Marcasite jewellery is jewellery made using cut and polished pieces of pyrite (fool's gold) as a gemstone, and not, as the name suggests, from marcasite.

Both pyrite and marcasite are chemically iron sulfide, but differ in their crystal structures, giving them different physical properties. Pyrite is more stable and less brittle than marcasite. Marcasite can also react with moisture to form sulfuric acid. These are the reasons why pyrite is used instead of real marcasite in "marcasite" jewellery.

Marcasite jewellery is frequently made by setting small pieces of faceted pyrite into silver. Cheaper costume jewellery is made by gluing pieces of pyrite rather than setting. A similar-looking type of jewellery can be made from small pieces of cut steel. The cut and polished marcasite pieces reflect light at different angles from its different facets giving it a sparkle.

Thailand is one of the large producers of modern marcasite jewellery in silver.

==History==
Marcasite jewellery has been made since the time of the ancient Greeks. It was particularly popular in the eighteenth century, the Victorian era and with Art Nouveau jewellery designers. When diamonds were banned from public display in Switzerland in the 18th century, marcasite, along with cut steel, was turned to as a replacement.

When Prince Albert died in 1861, Queen Victoria entered a period of mourning, requiring her entire court to wear black and avoid opulent jewellery. Marcasite became popular as an understated alternative for the nobility.

___

Using the text on marcasite jewelry, answer yes or no to each statement and quote the words that settle it: (a) Marcasite jewelry gets its sparkle from pieces of actual marcasite. (b) Cheaper costume jewelry uses glue instead of setting the pyrite. (c) Switzerland banned the public display of diamonds in the 19th century. The lines that come next have nothing to do with the text on marcasite jewelry.

___

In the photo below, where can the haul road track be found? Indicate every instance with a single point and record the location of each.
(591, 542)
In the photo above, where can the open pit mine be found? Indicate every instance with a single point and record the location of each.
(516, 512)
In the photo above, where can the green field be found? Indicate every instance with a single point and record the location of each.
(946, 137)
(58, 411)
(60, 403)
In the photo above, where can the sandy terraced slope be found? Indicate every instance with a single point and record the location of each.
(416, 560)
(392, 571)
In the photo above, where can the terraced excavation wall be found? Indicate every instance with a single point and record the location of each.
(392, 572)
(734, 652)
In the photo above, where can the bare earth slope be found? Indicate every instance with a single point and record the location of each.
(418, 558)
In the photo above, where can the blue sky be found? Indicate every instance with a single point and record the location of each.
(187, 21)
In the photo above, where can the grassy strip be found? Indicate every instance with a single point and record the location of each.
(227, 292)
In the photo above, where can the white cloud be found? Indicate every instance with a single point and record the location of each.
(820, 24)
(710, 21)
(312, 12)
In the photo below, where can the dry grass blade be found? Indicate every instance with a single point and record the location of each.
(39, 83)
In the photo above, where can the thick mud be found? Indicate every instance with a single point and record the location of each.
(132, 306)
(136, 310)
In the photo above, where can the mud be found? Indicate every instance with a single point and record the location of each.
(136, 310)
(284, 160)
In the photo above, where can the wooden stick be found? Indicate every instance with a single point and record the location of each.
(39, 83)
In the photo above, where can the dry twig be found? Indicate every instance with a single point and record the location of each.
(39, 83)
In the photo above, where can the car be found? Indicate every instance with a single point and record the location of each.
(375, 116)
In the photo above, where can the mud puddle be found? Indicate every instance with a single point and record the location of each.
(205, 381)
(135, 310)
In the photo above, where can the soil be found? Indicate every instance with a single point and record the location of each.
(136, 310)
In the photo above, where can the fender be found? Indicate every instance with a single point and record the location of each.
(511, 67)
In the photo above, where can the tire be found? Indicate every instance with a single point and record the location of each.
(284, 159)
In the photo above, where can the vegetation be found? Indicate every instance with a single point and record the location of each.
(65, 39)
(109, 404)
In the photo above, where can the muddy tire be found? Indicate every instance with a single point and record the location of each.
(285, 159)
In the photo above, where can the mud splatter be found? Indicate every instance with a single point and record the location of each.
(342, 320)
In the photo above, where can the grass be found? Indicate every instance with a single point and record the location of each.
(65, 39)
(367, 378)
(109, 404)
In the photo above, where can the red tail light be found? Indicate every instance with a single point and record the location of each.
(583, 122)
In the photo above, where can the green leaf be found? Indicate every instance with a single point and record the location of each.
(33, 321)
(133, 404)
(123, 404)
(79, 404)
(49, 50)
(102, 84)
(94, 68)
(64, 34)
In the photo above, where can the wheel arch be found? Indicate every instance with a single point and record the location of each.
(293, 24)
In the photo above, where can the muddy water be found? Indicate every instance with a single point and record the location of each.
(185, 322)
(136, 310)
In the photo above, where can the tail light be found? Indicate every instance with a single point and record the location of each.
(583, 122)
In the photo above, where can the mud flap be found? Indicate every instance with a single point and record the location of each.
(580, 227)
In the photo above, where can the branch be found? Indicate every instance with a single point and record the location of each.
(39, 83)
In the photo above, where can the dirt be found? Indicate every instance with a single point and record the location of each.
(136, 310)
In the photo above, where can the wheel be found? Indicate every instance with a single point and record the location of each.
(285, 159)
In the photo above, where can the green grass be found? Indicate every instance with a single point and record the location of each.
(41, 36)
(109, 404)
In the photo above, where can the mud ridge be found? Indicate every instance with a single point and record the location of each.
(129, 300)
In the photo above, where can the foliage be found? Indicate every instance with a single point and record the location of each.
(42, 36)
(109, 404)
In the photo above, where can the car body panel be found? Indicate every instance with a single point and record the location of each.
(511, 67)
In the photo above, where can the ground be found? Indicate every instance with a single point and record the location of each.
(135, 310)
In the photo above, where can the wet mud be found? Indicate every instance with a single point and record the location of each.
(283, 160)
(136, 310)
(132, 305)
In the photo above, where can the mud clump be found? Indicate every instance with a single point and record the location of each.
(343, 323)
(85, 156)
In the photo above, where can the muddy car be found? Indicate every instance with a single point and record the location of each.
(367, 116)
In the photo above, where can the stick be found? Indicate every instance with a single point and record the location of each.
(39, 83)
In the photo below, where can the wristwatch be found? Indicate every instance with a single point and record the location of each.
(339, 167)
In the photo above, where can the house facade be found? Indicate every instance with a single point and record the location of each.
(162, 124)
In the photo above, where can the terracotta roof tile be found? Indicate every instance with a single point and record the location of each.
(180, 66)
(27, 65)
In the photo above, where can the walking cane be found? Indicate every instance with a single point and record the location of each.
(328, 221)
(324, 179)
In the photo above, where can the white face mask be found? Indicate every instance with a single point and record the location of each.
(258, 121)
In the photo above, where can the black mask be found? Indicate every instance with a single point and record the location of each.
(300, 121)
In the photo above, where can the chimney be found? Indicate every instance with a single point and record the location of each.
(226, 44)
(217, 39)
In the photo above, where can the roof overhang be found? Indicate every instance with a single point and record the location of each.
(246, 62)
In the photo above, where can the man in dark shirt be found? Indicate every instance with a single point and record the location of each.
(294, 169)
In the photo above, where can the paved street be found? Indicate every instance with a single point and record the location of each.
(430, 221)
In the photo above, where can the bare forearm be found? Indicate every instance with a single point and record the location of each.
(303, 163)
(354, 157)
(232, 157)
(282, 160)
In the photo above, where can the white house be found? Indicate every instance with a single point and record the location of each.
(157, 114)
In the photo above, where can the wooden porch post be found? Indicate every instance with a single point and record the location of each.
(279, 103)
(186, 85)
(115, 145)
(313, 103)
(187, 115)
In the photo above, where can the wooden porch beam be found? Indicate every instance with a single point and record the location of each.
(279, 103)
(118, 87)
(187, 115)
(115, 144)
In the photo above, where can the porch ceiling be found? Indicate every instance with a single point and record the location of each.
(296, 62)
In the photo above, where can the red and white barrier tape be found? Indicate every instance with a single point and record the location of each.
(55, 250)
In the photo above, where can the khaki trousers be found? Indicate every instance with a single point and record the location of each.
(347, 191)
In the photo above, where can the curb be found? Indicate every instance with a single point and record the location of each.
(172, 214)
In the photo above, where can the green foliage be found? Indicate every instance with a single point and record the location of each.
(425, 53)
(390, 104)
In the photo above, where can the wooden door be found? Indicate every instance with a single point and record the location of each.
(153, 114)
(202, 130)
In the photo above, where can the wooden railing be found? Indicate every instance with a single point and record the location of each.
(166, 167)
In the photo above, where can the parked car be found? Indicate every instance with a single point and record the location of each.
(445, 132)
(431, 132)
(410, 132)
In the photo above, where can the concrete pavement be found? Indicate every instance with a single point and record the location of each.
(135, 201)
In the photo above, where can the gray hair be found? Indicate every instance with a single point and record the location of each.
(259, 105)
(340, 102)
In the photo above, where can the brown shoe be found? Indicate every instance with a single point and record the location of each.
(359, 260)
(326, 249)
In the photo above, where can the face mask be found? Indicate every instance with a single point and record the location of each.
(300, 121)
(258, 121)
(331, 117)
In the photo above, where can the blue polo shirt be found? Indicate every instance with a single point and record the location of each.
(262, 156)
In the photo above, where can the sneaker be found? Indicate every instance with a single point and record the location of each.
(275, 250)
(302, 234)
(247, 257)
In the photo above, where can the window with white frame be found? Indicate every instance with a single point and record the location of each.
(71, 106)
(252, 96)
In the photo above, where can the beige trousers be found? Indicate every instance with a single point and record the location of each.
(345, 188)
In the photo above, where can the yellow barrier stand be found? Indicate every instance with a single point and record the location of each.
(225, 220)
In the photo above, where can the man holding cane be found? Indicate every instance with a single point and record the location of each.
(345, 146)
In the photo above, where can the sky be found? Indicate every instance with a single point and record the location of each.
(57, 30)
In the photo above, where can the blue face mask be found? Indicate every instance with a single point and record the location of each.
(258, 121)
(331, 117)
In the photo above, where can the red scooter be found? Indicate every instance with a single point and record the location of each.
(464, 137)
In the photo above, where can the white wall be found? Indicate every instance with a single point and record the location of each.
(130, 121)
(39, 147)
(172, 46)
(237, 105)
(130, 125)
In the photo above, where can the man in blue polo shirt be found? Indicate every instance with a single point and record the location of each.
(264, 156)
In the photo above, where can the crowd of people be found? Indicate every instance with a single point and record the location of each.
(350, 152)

___

→ **Written solution**
(a) No: "and not, as the name suggests, from marcasite."
(b) Yes: "Cheaper costume jewellery is made by gluing pieces of pyrite rather than setting."
(c) No: "When diamonds were banned from public display in Switzerland in the 18th century"